◆ Task statement ◆
Copy the full article about the Halo smart glasses word for word.

◆ Given text ◆

####

Are you looking forward to a future of casual but supercharged surveillance, in which inconspicuous wearable devices record everything private you do — ostensibly in service of making you "super intelligent?"

Evidently, readers, you are not

Users on social media have responded with horror and outrage to a pair of smart glasses developed by a startup called Halo that its creators, a pair of Harvard dropouts, claim will feed you live AI-powered insights while logging and transcribing every conversation you take part in. So transformative will it prove to the human brain, the twenty-something-year-old inventors promise, that wearers will soon be not just thinking, but "vibe thinking."

Many were quick to raise alarm over the obvious nightmare this would be for personal privacy — not just for the wearers, crucially, but anyone they interact with.

"Have you ever read a description of the panopticon, a theoretical prison where one guard can see every prisoner at all times, and thought, man, I'd love to wear that on my face?" wrote writer and editor Mary Gillis on Bluesky, alluding to the work of British philosopher Jeremy Bentham that was later famously expounded upon by the French historian Michel Foucault.

It's an apt metaphor. What distinguishes a panopticon isn't merely inescapable surveillance, but the fact that you don't know when you're being watched. You simply have to live with the unbearable uncertainty that, at any moment, you could be.

Ditto for the Halo smart glasses, which are called "Halo X." One of its selling points is that the specs don't come with a visual indicator that lights up to let people know when they're being recorded, which is a feature that Meta's smart glasses do currently have.

"People don't want this," wrote Whitney Merill, a privacy lawyer. "Wanting this is not normal. It's weird."

Another promise is that by looking stuff up and remembering virtually everything with its "infinite memory" — allowing you to ask stuff like "who did I talk to on Friday?" — the glasses will make you super-duper smart, despite a growing body of research suggesting that relying on AI models leads to critical thinking skills atrophying

As such, some mocked the deleterious effects this could have on our already smartphone-addicted, brainrotted cerebrums.

####

◆ Recorded information ◆
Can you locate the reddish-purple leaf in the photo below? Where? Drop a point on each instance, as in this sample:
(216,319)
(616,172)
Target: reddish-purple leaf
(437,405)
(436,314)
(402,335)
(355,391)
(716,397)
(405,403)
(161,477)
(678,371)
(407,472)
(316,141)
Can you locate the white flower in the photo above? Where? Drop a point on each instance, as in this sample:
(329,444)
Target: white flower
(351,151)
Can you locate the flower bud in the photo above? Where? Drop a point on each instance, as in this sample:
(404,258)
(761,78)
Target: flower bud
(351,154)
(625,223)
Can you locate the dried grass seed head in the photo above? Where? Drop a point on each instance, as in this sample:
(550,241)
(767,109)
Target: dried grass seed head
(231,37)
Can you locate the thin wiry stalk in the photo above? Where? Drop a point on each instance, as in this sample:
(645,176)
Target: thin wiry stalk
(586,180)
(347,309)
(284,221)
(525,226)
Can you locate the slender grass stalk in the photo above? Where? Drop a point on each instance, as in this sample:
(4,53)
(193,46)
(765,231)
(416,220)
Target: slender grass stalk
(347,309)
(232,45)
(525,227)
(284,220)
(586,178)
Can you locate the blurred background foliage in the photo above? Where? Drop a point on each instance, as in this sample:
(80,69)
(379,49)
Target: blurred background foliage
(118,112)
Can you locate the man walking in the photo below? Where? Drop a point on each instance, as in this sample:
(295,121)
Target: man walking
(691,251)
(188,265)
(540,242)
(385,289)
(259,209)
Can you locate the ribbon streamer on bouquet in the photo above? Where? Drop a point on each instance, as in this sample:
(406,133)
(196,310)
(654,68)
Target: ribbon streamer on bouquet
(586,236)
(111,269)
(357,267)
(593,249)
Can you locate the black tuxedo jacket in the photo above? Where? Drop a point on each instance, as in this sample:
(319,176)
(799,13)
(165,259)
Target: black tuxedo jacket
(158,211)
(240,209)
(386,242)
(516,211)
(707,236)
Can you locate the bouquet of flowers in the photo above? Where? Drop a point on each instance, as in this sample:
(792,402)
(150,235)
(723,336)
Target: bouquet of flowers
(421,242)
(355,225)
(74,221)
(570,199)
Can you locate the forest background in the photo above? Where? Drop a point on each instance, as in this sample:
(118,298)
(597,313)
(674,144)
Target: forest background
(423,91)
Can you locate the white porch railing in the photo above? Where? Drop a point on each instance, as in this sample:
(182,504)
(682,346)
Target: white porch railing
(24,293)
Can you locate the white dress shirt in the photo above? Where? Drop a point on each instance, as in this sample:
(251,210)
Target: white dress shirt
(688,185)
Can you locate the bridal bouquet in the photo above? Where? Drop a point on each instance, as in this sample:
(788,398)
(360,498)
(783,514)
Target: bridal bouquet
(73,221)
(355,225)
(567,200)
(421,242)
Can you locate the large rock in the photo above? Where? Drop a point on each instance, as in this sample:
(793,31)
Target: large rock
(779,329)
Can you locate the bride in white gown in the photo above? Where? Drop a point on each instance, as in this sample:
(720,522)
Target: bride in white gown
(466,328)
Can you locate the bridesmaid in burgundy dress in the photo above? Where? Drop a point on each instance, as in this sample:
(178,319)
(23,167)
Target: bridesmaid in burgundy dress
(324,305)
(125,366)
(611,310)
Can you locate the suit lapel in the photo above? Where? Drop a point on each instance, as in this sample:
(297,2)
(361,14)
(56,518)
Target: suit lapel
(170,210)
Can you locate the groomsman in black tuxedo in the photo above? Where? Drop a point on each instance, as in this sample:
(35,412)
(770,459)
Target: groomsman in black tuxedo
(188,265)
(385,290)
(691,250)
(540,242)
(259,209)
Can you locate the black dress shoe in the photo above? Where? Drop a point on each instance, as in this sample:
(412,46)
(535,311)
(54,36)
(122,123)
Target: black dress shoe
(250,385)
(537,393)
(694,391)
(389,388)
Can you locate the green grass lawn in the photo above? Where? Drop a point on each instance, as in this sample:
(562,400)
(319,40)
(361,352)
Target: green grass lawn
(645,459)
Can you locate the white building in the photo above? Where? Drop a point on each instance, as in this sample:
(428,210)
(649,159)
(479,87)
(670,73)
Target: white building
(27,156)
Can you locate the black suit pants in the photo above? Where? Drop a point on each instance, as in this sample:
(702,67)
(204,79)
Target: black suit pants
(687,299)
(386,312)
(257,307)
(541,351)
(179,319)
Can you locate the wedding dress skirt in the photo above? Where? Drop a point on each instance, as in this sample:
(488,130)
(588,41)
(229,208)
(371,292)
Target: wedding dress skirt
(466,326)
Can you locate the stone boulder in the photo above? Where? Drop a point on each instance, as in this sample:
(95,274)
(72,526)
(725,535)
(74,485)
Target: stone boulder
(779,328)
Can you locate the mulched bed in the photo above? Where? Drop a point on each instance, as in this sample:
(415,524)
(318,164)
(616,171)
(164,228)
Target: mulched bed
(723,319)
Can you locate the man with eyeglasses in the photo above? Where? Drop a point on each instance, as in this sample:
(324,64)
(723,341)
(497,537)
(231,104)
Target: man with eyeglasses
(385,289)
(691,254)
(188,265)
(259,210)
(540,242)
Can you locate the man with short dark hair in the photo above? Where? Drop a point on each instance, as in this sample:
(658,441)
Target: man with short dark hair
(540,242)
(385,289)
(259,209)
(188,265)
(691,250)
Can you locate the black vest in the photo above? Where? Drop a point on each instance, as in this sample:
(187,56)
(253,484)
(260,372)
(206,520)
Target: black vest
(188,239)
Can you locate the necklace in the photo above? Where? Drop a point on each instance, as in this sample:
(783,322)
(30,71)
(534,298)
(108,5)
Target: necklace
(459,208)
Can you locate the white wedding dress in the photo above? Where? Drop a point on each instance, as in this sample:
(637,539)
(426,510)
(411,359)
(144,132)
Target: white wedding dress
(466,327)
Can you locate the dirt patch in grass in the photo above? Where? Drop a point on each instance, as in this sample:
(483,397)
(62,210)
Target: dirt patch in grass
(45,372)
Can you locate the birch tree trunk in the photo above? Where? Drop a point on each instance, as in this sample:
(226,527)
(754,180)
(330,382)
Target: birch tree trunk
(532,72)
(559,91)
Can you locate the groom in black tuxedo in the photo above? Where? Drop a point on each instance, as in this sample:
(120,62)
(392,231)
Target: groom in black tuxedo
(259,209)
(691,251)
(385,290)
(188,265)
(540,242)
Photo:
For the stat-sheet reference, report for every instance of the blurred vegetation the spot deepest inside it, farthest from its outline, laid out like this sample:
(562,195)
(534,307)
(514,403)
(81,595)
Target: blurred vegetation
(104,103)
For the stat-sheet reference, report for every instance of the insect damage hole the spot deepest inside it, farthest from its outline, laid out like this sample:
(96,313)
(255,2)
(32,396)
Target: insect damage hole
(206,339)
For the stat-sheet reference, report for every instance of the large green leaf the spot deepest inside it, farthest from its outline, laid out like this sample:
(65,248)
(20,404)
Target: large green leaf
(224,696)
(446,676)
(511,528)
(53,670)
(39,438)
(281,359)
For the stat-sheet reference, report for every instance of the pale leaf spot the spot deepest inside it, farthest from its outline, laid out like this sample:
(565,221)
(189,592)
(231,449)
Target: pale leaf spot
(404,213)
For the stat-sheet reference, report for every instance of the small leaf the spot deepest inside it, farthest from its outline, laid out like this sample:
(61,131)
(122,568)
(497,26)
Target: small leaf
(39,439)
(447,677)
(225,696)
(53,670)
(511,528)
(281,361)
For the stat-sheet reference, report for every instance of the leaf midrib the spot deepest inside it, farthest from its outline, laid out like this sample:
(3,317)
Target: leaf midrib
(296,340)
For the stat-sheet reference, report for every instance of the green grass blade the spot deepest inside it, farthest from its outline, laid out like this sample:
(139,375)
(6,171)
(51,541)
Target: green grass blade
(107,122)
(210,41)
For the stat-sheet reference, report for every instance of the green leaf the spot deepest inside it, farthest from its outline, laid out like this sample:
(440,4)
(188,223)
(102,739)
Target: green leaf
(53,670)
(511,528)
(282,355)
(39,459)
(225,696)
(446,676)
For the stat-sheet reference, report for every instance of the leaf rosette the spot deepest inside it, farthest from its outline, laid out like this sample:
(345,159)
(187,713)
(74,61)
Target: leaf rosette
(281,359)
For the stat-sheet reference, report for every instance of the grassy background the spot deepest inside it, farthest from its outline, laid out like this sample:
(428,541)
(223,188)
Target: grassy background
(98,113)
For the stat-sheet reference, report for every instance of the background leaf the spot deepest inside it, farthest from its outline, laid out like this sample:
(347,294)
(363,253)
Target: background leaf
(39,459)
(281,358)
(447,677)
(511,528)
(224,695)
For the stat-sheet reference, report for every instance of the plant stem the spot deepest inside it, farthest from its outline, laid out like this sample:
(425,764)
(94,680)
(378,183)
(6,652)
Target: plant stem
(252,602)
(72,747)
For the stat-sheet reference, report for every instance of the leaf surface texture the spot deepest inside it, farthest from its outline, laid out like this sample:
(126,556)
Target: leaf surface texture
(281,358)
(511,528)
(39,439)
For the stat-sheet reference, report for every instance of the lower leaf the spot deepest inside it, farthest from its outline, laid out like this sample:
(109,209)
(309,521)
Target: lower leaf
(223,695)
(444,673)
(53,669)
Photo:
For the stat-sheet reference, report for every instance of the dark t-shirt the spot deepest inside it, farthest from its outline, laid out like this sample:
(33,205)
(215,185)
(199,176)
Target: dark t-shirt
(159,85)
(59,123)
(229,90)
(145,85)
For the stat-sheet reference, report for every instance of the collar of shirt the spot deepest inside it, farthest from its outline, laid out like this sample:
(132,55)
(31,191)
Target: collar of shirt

####

◆ Your solution ◆
Are you looking forward to a future of casual but supercharged surveillance, in which inconspicuous wearable devices record everything private you do — ostensibly in service of making you "super intelligent?"

Evidently, readers, you are not

Users on social media have responded with horror and outrage to a pair of smart glasses developed by a startup called Halo that its creators, a pair of Harvard dropouts, claim will feed you live AI-powered insights while logging and transcribing every conversation you take part in. So transformative will it prove to the human brain, the twenty-something-year-old inventors promise, that wearers will soon be not just thinking, but "vibe thinking."

Many were quick to raise alarm over the obvious nightmare this would be for personal privacy — not just for the wearers, crucially, but anyone they interact with.

"Have you ever read a description of the panopticon, a theoretical prison where one guard can see every prisoner at all times, and thought, man, I'd love to wear that on my face?" wrote writer and editor Mary Gillis on Bluesky, alluding to the work of British philosopher Jeremy Bentham that was later famously expounded upon by the French historian Michel Foucault.

It's an apt metaphor. What distinguishes a panopticon isn't merely inescapable surveillance, but the fact that you don't know when you're being watched. You simply have to live with the unbearable uncertainty that, at any moment, you could be.

Ditto for the Halo smart glasses, which are called "Halo X." One of its selling points is that the specs don't come with a visual indicator that lights up to let people know when they're being recorded, which is a feature that Meta's smart glasses do currently have.

"People don't want this," wrote Whitney Merill, a privacy lawyer. "Wanting this is not normal. It's weird."

Another promise is that by looking stuff up and remembering virtually everything with its "infinite memory" — allowing you to ask stuff like "who did I talk to on Friday?" — the glasses will make you super-duper smart, despite a growing body of research suggesting that relying on AI models leads to critical thinking skills atrophying

As such, some mocked the deleterious effects this could have on our already smartphone-addicted, brainrotted cerebrums.